* _WRITTEN REQUEST_
Report only the number of lines in the items below that contain the string "target". Case counts.

* _EXTRACTED MATERIAL_
····················

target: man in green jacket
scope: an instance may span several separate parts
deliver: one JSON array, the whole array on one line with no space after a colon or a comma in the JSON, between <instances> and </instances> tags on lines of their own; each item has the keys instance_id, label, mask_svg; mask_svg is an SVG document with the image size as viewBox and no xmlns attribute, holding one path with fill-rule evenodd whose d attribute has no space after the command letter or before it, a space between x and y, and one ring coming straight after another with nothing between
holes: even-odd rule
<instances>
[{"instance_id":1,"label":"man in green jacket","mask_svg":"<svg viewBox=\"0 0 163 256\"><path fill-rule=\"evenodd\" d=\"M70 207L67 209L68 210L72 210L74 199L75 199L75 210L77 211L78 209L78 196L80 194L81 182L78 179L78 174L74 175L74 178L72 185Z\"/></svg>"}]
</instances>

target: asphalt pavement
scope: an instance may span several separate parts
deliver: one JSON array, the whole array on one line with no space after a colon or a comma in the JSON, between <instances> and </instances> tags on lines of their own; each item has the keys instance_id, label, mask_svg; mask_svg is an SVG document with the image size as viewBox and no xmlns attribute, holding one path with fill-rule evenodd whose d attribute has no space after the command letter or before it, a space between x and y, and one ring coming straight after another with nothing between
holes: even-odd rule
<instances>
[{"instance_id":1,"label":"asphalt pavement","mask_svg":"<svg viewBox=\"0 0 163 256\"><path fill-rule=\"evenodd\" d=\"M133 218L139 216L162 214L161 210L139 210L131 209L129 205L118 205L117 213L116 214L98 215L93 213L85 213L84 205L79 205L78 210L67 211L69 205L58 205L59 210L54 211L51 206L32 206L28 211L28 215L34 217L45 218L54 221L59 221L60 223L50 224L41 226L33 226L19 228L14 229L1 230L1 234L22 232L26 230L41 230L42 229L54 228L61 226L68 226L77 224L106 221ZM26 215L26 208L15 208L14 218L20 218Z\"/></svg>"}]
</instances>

····················

* _FULL ANSWER_
2